• _Task_: Starting at the first of the rows below and ending at the line that contains "382, 211, 417]]", copy those lines verbatim, including both ends.

┌──

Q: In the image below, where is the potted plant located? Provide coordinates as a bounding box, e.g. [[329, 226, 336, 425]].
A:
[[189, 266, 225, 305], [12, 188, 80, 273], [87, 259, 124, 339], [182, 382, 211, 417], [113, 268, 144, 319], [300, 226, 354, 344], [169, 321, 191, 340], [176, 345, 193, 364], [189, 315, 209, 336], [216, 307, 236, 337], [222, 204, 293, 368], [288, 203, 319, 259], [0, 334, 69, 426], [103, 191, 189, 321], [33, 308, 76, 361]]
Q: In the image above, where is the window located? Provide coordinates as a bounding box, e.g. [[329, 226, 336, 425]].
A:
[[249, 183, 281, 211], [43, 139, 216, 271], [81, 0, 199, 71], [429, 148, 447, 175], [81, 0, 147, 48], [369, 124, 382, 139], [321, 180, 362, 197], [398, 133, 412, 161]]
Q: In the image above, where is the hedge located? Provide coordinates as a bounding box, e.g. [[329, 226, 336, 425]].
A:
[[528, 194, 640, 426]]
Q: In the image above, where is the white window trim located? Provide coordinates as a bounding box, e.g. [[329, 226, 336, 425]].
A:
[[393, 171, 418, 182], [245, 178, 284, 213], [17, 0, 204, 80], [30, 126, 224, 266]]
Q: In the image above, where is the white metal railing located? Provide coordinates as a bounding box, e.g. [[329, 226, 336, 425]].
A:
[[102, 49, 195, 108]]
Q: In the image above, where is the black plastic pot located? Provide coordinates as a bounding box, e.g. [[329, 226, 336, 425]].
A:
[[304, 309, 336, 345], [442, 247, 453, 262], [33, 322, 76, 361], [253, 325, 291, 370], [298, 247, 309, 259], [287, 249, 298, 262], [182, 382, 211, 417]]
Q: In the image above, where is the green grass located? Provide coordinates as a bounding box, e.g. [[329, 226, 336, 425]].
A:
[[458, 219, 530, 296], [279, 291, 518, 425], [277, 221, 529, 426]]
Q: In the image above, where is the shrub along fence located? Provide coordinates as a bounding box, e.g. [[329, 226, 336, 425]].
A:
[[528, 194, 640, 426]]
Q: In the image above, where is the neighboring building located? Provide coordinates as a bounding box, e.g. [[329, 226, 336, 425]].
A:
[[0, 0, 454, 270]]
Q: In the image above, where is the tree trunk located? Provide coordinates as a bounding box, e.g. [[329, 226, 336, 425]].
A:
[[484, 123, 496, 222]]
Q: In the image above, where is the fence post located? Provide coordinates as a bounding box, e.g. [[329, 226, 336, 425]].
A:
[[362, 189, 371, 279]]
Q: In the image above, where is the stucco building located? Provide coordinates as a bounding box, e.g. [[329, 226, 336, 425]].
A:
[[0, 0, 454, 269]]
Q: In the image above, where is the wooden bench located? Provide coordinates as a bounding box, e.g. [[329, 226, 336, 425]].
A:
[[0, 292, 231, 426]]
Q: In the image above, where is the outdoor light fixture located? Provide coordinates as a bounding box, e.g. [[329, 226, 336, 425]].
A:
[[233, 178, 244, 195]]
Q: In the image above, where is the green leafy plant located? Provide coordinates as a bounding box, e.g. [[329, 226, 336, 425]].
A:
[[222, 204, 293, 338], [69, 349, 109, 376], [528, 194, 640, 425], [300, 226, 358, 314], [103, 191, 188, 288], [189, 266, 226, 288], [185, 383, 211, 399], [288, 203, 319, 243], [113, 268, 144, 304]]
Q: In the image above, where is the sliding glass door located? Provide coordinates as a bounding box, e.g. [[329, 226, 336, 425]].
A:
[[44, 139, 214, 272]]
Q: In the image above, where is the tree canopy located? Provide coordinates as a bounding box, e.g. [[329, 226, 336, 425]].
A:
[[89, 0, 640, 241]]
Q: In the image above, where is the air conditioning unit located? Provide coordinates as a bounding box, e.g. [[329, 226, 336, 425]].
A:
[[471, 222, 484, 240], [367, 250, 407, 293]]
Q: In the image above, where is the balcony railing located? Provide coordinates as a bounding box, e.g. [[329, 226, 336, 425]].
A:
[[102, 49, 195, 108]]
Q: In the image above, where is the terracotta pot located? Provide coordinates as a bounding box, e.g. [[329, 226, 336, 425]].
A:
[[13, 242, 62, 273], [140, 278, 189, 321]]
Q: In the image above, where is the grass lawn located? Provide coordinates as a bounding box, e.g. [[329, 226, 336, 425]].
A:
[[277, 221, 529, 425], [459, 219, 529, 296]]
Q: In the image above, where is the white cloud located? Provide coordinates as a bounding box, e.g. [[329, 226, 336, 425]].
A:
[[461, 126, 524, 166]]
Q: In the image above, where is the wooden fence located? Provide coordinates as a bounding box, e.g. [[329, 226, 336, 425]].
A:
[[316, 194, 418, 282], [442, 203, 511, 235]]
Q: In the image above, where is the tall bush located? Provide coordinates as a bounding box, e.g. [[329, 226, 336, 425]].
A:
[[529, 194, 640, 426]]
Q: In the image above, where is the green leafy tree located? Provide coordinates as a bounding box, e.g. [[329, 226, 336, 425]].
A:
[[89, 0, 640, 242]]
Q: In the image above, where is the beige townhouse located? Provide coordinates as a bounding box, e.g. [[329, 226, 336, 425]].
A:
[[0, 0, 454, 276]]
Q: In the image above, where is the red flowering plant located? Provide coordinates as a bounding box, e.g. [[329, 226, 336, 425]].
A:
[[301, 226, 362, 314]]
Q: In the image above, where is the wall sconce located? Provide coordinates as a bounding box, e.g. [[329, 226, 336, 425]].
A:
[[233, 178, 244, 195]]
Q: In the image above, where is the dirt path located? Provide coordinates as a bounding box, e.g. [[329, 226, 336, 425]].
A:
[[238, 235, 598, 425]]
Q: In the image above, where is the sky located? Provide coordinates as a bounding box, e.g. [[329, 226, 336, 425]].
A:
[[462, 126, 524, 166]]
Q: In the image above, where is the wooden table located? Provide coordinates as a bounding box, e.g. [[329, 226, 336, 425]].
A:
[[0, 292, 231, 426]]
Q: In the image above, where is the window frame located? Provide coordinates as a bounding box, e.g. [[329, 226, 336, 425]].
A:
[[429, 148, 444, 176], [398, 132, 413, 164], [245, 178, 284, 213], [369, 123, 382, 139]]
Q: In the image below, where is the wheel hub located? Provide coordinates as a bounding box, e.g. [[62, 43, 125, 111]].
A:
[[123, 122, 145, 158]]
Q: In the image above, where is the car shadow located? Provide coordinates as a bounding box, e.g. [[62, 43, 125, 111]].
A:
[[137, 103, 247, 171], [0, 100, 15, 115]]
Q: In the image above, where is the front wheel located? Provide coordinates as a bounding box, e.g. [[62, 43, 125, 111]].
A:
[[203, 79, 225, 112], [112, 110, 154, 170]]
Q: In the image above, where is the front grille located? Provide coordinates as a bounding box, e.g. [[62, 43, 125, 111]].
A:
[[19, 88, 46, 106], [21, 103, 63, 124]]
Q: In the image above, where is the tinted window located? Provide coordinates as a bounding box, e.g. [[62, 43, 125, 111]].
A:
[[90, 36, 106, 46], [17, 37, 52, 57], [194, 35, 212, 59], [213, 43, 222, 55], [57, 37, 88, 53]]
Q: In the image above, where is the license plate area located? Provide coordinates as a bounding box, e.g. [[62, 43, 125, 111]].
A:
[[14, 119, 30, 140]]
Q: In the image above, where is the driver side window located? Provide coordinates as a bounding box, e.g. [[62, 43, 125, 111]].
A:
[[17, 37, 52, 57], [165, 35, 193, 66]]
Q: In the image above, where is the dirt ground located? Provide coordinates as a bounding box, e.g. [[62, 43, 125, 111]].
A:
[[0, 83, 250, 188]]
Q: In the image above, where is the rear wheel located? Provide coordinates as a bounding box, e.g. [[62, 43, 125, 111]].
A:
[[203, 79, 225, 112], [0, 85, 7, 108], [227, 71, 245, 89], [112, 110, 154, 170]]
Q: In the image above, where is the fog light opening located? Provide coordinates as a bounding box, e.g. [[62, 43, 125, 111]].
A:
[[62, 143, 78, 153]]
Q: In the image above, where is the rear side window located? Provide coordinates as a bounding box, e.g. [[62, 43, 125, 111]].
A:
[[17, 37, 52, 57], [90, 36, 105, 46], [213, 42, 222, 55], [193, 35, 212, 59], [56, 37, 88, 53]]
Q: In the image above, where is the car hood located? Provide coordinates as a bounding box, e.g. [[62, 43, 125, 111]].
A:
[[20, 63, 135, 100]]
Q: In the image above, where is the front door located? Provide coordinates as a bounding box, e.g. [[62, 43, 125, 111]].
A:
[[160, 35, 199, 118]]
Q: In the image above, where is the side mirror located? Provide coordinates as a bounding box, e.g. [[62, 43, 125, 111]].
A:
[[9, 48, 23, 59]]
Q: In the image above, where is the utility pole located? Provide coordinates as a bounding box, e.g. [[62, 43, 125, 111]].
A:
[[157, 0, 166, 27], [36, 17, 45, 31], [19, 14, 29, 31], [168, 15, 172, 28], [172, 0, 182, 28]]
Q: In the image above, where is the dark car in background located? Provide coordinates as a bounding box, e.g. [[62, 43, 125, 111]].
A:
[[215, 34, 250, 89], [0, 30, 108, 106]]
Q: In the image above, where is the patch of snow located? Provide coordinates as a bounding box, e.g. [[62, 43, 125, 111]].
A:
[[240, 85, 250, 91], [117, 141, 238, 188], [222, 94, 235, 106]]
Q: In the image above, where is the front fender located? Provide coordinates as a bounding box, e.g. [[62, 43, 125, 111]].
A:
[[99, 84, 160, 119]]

└──

• _Output_:
Q: In the image below, where is the potted plant located? Provide coordinates as a bounding box, e.g. [[329, 226, 336, 425]].
A:
[[189, 266, 225, 305], [12, 188, 80, 273], [87, 259, 124, 339], [182, 382, 211, 417], [113, 268, 144, 319], [300, 226, 354, 344], [169, 321, 191, 340], [176, 345, 193, 364], [189, 315, 209, 336], [216, 307, 236, 337], [222, 204, 293, 368], [288, 203, 319, 259], [0, 334, 69, 426], [103, 191, 189, 321], [33, 308, 76, 361]]
Q: In the image above, where is the window located? Provide coordinates as a bounding box, e.g. [[329, 226, 336, 425]].
A:
[[249, 183, 281, 211], [43, 139, 216, 271], [81, 0, 199, 71], [429, 148, 447, 175], [81, 0, 147, 48], [369, 124, 382, 139], [321, 180, 362, 197], [398, 133, 412, 161]]
Q: In the image above, where is the hedge located? Provide coordinates as a bounding box, e.g. [[329, 226, 336, 425]].
A:
[[528, 194, 640, 426]]
Q: In the image above, where is the white window trim located? Provide coordinates as a bounding box, e.g. [[329, 226, 336, 425]].
A:
[[393, 171, 418, 182], [245, 178, 284, 213], [17, 0, 204, 80], [30, 126, 224, 266]]
Q: In the image above, where is the white metal railing located? Provide coordinates as a bounding box, e.g. [[329, 226, 336, 425]].
A:
[[102, 49, 195, 108]]
Q: In the image above, where is the black plastic pot located? Provide coordinates as a bounding box, e.g. [[329, 226, 336, 425]].
A:
[[304, 309, 336, 345], [442, 247, 453, 262], [33, 322, 76, 361], [253, 325, 291, 370], [298, 247, 309, 259], [287, 249, 298, 262], [182, 382, 211, 417]]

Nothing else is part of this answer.